• [Text passage]:
start

Thursday, November 5, 2009

Math Blog from the Other Coast

An excellent mathematics-based blog has come across my (virtual) desk:

What's new

The diarist, Terence Tao, a professor in the Mathematics Department at UCLA, explores mostly his research and related issues, so some of the posts may be stratospheric and out of the reach of many math enthusiasts. But there are also posts with good air-pressure, and some excellent advice on math-related careers and writing techniques, as well as mathematical constructs and such. For instance, his latest post on the nature of "proof-by-contradiction" makes for excellent reading. Give it a try!

Mathematics Study Tips - Banking practice problems

In the recent post Mathematics Study Tips - Scrimmaging, I talked about a method for studying for a mathematics exam by mimicking, as best as you can, the exam environment. Sounds obvious, right? One doesn't create a soldier by watching war movies. The idea of practicing for an exam by doing new problems in a timed environment works to gauge your understanding of the material while reducing the stress of an exam by acclimating yourself to the climate within the exam. Here is another idea, mentioned in that last post:

In an actual exam, there usually will NOT be a marker on each problem telling you, for example, that "this problem is from Section 3.2 on the Mean Value Theorem". Instead, all you will see is the statement of the problem (and an implicit promise by the Instructor that the problem falls within the scope of the course). Without the context of which section the problem came from, can you still manage to do the problem? One way to help you to be sure is to take your problems out of the context they are in. Try this:

After each section of a text has been discussed in lecture and you have completed the homework problems for submission, take some time to re-write some of the other section exercises (ones that are "like" the ones in your homework set) in a common place later in your notebook. Add other problems when other sections are completed. Rewrite these problems verbatim from the text, but do not write the section or problem number. Don't DO these problems, just bank them for later.

Now when the exam approaches, and you are looking for items to focus on, go to this section of your notebook, grab 5 or 6 of these "banked" problems, go to a quiet, distraction-less place, and time yourself doing these problems without notes, text, or any other aid. If you can do the problems with ease, you are ready for these types of problems on the exam. If you cannot, however, or if some of them prove difficult, then simply re-orient these problem problems with their original sections and note these sections as ones you still need to focus on. Out of context, these problems are much closer to what you will see on an exam.

Another way to do this is to work with someone else, who can grab a problem from the text without telling you which section it comes from. While this is easier and requires little prior planning, it does involve more than one person. But then again, talking mathematics with others is really how one learns, right?

Again, in bocca al lupo!

Thursday, September 10, 2009

Math in the Media - The Professional Take

Got an interesting email blast on a service offered by one of the professional organizations for mathematicians, the American Mathematical Society (AMS). The heads-up comes from Dr. Ellen Maycock, the Associate Executive Director of the AMS. An excerpt:
The American Mathematical Society would like to remind you of a special service we offer, Headlines & Deadlines for Students, providing email notification of mathematics news and of upcoming deadlines that are of special interest to both graduate and undergraduate students. These email notifications will be issued about once a month, and when there's special news. Imminent deadlines will be included in these emails, which will link to a web page that's a centralized source for information relevant to students and faculty advisors, at

We hope that you will share this email with the appropriate individuals in your department. It's not necessary to be a member of the AMS to sign up for this email service, at
I will add that the news items highlighted on this website may also be of interest to pure enthusiasts of this discipline (and not just students of the field). It's good stuff, and I will be highlighting at times some articles mentioned here. But for now, take a look and sign up if you want the email service.

end

• [Data provided]:
start

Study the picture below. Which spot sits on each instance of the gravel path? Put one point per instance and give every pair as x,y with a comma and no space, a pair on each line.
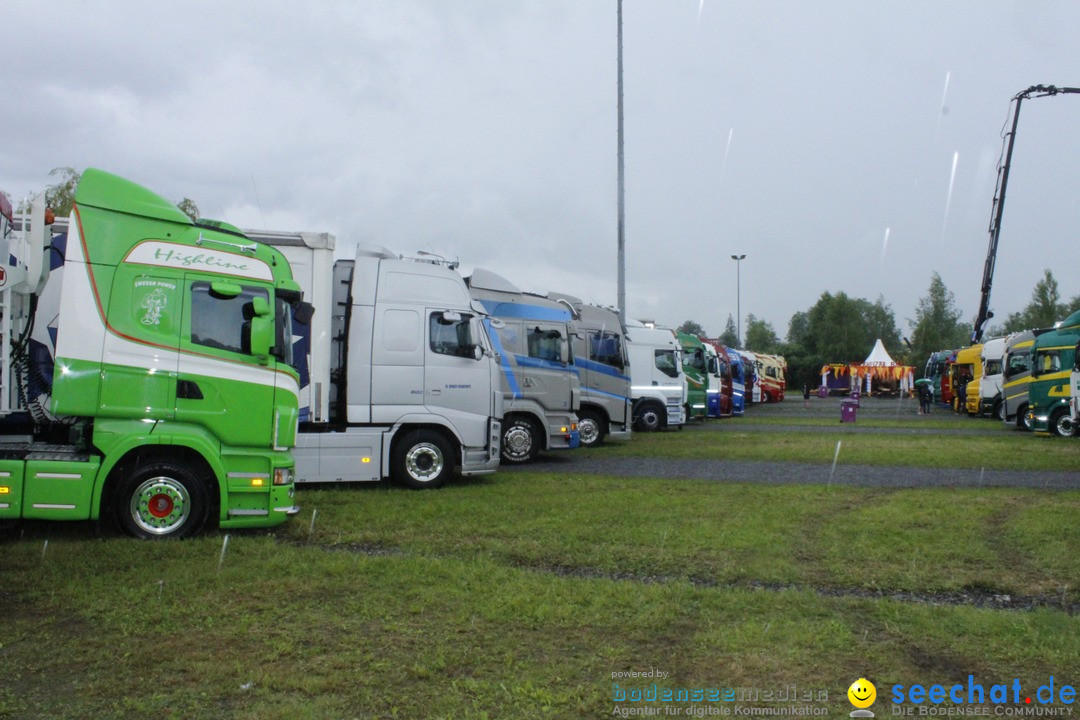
794,473
797,473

end

• [Problems]:
(1) Summarize the blog page in three sentences.
(2) Echo the stretch of the blog page from "Thursday, November 5, 2009" through "Give it a try!".

• [Final results]:
(1) The blog page recommends What's new, a mathematics blog by UCLA professor Terence Tao that offers advice on math-related careers and writing alongside posts on his research. It suggests banking practice problems by rewriting textbook exercises without their section or problem numbers, then doing a handful of them, timed and without aids, as an exam approaches to find the sections that still need focus. It also points to the American Mathematical Society's Headlines & Deadlines for Students, an email service on mathematics news and upcoming deadlines that does not require AMS membership.

(2)
Thursday, November 5, 2009

Math Blog from the Other Coast

An excellent mathematics-based blog has come across my (virtual) desk:

What's new

The diarist, Terence Tao, a professor in the Mathematics Department at UCLA, explores mostly his research and related issues, so some of the posts may be stratospheric and out of the reach of many math enthusiasts. But there are also posts with good air-pressure, and some excellent advice on math-related careers and writing techniques, as well as mathematical constructs and such. For instance, his latest post on the nature of "proof-by-contradiction" makes for excellent reading. Give it a try!